## START PASSAGE SHOWN

As Maine gripes, so gripes the nation.
That twist on an old saying means the top consumer complaint heard by the federal Consumer Financial Protection Bureau, or CFPB, deals with bill collection. Of the roughly 400 complaints filed yearly with Maine’s Bureau of Consumer Credit Protection, or BCCP, about 100 concern debt collectors.
In late July, the CFPB made public a proposal to strengthen the rules governing debt collection.
When the proposals take effect, they would limit the number of times companies can contact debtors to six per week, and they would require debt collectors to have better information about debts before they collect them.
While collecting, companies would have to limit communications, explain details of the debt clearly and make it easy for consumers to dispute the debt. Collectors also would have to explain if debts are too old for the collectors to take them to court.
The CFPB said it has reasons for its proposed changes. When old debts are sold, the information about those debts may not be complete. Anything consumers have submitted might not be passed along, and errors can result.
The new CFPB rules would require collectors to verify information they have before contacting debtors.
William Lund is superintendent of Maine’s BCCP, and he said a lot of work went into the 200 pages of rules and reports the CFPB has made available to his office. Lund said eliminating indiscriminate calling by collectors, including the limit of six calls per week, is a positive step.
He also supports moves to verify debtor information, make disputing debts easier and limit actions by a collector during a dispute.
Lund said another change would affect the sales of debt.
“Sellers would be required to be more careful in what they sell and would have to provide more information as a part of each sale. That’s a positive proposal,” Lund said.
The new rules probably won’t be final for at least a year, and there’s criticism from consumers and the collection industry.
Some consumer groups say while the rules are a good start, portions may confuse consumers. If a collector calls and says, “this debt is too old to take to court, but you still have to pay it,” the debtor might wonder just how much clout the caller has.
Collectors say the rules apply only to third-party collection efforts. Groups including the American Financial Services Association and Consumer Bankers Association are first-party collectors, whom the CFPB may address separately.

## END PASSAGE SHOWN

GIVEN REQUEST 1:
Using the debt collection article, decide whether each statement agrees with it: (a) the proposal would cap collector contacts with debtors at six per week; (b) about half of the complaints filed with Maine's BCCP concern debt collectors; (c) the new rules are expected to be final within a few months. Answer yes or no for each and quote the words that decide it.
GIVEN REQUEST 2:
Reproduce the debt collection article word for word from "Lund said another" up to and including "the collection industry.".
The data after this point has no connection to the debt collection article.

## START DATA ENTRIES

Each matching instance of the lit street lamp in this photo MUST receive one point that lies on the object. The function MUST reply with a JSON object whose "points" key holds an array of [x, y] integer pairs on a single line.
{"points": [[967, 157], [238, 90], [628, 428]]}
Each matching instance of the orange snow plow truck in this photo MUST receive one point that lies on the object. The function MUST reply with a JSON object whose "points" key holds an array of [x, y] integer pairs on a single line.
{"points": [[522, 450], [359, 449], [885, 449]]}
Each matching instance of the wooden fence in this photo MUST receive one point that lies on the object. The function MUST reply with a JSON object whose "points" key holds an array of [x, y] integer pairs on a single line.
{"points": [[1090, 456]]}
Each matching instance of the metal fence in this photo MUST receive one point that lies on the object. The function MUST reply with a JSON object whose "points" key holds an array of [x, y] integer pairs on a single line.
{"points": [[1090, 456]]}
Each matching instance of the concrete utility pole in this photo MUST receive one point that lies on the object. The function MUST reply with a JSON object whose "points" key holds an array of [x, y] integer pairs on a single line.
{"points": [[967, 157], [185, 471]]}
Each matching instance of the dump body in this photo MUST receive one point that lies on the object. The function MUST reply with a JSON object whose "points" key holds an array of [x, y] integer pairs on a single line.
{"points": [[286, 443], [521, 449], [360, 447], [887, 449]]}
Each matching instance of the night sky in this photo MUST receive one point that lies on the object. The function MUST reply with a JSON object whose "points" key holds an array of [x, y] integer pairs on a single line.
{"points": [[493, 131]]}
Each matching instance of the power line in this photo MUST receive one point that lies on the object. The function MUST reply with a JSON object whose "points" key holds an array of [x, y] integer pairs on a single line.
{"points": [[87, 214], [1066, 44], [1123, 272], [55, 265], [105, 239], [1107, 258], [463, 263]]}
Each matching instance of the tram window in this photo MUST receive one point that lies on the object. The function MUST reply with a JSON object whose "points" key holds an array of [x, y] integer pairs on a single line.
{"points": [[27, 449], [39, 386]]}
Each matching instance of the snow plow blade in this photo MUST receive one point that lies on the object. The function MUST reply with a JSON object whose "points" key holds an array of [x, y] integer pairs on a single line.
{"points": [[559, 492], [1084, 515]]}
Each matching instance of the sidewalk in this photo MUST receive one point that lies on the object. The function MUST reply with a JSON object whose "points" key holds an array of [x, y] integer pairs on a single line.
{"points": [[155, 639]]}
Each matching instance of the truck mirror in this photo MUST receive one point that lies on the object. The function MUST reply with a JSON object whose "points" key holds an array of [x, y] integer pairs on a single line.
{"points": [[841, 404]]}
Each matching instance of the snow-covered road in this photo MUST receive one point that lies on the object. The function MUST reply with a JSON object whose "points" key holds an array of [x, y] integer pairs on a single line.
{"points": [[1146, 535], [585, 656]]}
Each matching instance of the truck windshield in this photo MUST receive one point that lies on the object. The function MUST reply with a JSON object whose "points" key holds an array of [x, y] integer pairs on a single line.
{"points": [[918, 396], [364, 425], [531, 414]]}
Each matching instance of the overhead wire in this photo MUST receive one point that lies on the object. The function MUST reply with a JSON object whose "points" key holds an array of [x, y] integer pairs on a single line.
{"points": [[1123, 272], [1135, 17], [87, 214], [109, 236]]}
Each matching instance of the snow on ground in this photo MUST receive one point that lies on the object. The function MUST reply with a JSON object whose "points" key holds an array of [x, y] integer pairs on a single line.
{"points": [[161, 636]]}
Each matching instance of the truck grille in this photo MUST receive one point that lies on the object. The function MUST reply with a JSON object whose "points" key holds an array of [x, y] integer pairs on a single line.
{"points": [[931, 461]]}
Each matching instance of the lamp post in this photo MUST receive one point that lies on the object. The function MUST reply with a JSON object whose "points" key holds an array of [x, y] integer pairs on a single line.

## END DATA ENTRIES

TASK OUTPUT 1:
(a) Yes: "limit the number of times companies can contact debtors to six per week"
(b) No: "Of the roughly 400 complaints filed yearly with Maine’s Bureau of Consumer Credit Protection, or BCCP, about 100 concern debt collectors."
(c) No: "The new rules probably won’t be final for at least a year"

TASK OUTPUT 2:
Lund said another change would affect the sales of debt.
“Sellers would be required to be more careful in what they sell and would have to provide more information as a part of each sale. That’s a positive proposal,” Lund said.
The new rules probably won’t be final for at least a year, and there’s criticism from consumers and the collection industry.